SHORT EXERCISE – Convert only the stretch of items from the line containing "TARGET = cloud" through the end of the items into a two-column CSV with the headers item and answer. Give one row per item, with its text and its answer each in a single quoted field and line breaks changed to spaces.
* Start RECORDS FOR THE EXERCISE *
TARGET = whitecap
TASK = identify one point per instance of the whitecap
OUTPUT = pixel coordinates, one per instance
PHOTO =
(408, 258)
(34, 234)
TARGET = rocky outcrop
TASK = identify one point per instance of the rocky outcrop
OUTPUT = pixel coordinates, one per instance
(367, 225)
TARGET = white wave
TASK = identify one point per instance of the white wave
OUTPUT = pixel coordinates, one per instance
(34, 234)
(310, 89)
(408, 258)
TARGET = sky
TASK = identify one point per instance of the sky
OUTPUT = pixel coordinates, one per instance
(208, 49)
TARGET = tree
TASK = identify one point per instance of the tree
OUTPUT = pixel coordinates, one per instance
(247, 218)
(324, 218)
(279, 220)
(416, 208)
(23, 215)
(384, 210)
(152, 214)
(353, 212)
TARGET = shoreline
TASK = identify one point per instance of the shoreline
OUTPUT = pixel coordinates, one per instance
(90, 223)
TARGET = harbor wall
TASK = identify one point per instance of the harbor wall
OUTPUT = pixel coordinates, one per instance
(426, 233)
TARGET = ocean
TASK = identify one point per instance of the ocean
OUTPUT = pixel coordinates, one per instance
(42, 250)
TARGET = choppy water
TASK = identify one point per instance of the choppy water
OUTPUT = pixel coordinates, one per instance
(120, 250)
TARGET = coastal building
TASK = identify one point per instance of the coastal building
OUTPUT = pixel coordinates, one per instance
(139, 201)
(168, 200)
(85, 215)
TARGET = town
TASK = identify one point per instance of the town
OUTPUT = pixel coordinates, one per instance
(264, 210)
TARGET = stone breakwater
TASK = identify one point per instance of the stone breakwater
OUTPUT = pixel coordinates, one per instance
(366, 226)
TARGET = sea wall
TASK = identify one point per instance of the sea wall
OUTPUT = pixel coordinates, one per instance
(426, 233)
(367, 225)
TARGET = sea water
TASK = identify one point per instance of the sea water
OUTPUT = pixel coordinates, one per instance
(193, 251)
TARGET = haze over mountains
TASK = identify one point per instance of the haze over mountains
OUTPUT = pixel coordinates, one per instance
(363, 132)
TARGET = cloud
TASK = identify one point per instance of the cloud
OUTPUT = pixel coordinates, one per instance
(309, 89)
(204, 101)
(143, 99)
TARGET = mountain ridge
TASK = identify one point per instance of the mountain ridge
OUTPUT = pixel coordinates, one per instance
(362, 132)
* End RECORDS FOR THE EXERCISE *
EXERCISE RESPONSE –
item,answer
"TARGET = cloud TASK = identify one point per instance of the cloud OUTPUT = pixel coordinates, one per instance","(309, 89) (204, 101) (143, 99)"
"TARGET = mountain ridge TASK = identify one point per instance of the mountain ridge OUTPUT = pixel coordinates, one per instance","(362, 132)"